[Dataset records on where objects are located]:
══════════════════════════════

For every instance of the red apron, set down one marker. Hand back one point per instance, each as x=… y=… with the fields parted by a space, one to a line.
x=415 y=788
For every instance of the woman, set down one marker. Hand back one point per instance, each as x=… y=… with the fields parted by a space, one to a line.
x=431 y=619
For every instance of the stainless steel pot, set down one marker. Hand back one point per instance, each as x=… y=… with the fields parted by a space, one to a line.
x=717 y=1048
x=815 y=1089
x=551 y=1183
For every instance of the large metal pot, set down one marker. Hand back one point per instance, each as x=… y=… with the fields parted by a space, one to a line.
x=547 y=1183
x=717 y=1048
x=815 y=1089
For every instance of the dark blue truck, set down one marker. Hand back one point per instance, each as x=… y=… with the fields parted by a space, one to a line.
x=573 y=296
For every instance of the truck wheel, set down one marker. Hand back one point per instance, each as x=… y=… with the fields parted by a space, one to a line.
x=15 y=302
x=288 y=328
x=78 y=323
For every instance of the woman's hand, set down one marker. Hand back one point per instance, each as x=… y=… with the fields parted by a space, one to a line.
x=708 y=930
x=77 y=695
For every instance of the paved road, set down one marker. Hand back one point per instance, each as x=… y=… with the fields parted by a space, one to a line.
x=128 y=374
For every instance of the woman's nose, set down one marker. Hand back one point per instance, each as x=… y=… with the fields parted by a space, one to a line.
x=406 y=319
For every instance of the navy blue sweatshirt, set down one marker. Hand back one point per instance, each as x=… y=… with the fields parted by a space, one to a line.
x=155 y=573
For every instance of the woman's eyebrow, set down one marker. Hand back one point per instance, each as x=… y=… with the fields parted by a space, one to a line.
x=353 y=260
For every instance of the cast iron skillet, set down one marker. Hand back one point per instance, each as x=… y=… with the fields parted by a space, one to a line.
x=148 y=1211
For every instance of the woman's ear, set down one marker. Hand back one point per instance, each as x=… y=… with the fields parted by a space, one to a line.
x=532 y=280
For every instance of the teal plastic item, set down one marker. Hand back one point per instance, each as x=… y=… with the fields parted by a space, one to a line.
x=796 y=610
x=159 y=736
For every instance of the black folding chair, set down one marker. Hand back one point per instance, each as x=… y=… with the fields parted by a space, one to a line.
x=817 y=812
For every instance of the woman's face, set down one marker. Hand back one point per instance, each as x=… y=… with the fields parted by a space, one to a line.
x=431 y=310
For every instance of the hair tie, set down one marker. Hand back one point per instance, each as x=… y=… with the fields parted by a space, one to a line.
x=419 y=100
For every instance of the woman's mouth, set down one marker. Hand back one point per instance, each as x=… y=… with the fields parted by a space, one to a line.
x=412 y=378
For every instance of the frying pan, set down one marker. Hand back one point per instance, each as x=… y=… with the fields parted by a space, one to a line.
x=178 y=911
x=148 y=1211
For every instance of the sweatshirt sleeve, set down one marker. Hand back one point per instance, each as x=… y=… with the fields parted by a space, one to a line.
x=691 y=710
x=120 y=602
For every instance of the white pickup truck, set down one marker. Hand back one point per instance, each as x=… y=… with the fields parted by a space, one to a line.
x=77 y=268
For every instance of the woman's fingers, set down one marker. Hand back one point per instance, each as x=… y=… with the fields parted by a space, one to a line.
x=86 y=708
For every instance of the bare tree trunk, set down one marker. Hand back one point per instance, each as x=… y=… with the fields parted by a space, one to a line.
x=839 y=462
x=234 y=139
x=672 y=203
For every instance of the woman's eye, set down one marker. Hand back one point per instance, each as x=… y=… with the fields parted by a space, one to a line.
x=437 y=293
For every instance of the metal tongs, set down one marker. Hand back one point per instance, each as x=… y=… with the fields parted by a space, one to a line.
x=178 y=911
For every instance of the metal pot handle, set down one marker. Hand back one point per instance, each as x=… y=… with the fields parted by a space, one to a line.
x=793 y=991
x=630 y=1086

══════════════════════════════

[REQUIRED TASK]: Please present every line of the records above as a numbered list, omitting any blank lines.

[SOLUTION FOR THIS EXERCISE]:
1. For every instance of the red apron, set down one marker. Hand back one point per instance, each as x=… y=… with the fields parted by a space, one to a line.
2. x=415 y=788
3. For every instance of the woman, set down one marker. Hand back one point per instance, each as x=… y=… with the fields parted by a space, one to a line.
4. x=431 y=619
5. For every instance of the stainless steel pot, set down one marker. Hand back one point per instance, each as x=… y=… with the fields parted by a space, one to a line.
6. x=717 y=1048
7. x=815 y=1089
8. x=551 y=1183
9. For every instance of the large metal pot, set down one marker. Hand back one point per instance, each as x=… y=… with the fields parted by a space, one to a line.
10. x=547 y=1183
11. x=717 y=1048
12. x=815 y=1089
13. For every instance of the dark blue truck, set down one marker. Hand back one point per instance, each as x=… y=… with the fields parted by a space, one to a line.
14. x=573 y=296
15. For every instance of the truck wheel, set down one marker. Hand back one point per instance, each as x=… y=… with the fields parted by a space, one to a line.
16. x=15 y=302
17. x=288 y=328
18. x=78 y=323
19. For every instance of the woman's hand, set down one marker. Hand back one point per instance, each as x=… y=… with the fields parted by a space, one to a line.
20. x=708 y=930
21. x=77 y=695
22. For every instance of the paved road, set down one marker. Hand back one point per instance, each as x=… y=… with the fields parted by a space, one to a line.
23. x=128 y=374
24. For every instance of the woman's nose, set down one marker. Hand back one point per instance, each as x=… y=… with the fields parted by a space, one to a line.
25. x=406 y=319
26. For every instance of the navy blue sweatshirt, set down one marker. Hand back one point per instance, each as x=… y=… with the fields parted by a space, one to a line.
27. x=155 y=573
28. For every instance of the woman's eyebrow, set down one marker. Hand back one point per instance, each as x=… y=… with the fields parted by a space, one to a line.
29. x=353 y=260
30. For every instance of the cast iron skillet, set down one marker. Hand back one point per instance, each as x=… y=… with the fields parted by a space, one to a line.
31. x=148 y=1211
32. For every instance of the woman's ear, set down one marker. Hand back one point per instance, each as x=… y=… with the fields parted by a space, one to a line.
33. x=532 y=280
34. For every instance of the teal plastic item, set down one marker. Hand back one point per instance, each as x=… y=… with the fields parted by a space, one to a line.
35. x=796 y=610
36. x=159 y=736
37. For every instance of the black folding chair, set down one marker. Hand back one point per instance, each as x=… y=… with the fields parted by a space, one to a line.
38. x=817 y=812
39. For every instance of the woman's face, set down one marker. Hand back one point per instance, each as x=… y=… with the fields parted by a space, one to a line.
40. x=431 y=310
41. For every instance of the hair tie, set down one marker. Hand back one point per instance, each as x=… y=… with the fields parted by a space, one to a line.
42. x=419 y=100
43. For every instance of the woman's mouth, set down one marker. Hand back one point per instance, each as x=… y=… with the fields parted by a space, one to a line.
44. x=412 y=378
45. For every instance of the frying pan, set down one marker. Hand back one point per instance, each as x=… y=… with the fields parted by a space, one to a line.
46. x=178 y=911
47. x=148 y=1211
48. For every instance of the sweatshirt sleeve, set down one marker. Hand back one point per instance, each as x=… y=… with the fields parted by a space, one to a line.
49. x=691 y=710
50. x=120 y=602
51. For every instance of the white pickup truck, set down one marker. Hand back one point per instance, each as x=… y=… with the fields parted by a space, one to a line.
52. x=77 y=268
53. For every instance of the woman's fingers, set down one marker. Hand back one point per instance, each as x=… y=… with the fields parted by a space, one to a line.
54. x=86 y=708
55. For every instance of the bare tree trunk, set down one marker. Hand back one point per instance, each as x=… y=… with the fields parted by a space, one to a line.
56. x=839 y=462
57. x=234 y=139
58. x=672 y=203
59. For every instance of the woman's eye, set down one marker. Hand back one point per instance, each as x=… y=… with the fields parted by a space, one to a line.
60. x=437 y=293
61. For every instance of the metal tongs, set down one marker. Hand back one point per instance, each as x=… y=… with the fields parted by a space, one to a line.
62. x=178 y=911
63. For every instance of the metal pot handle, set down one marker. Hand back one point per instance, each as x=… y=… with the fields parted by a space, one to a line.
64. x=793 y=991
65. x=630 y=1086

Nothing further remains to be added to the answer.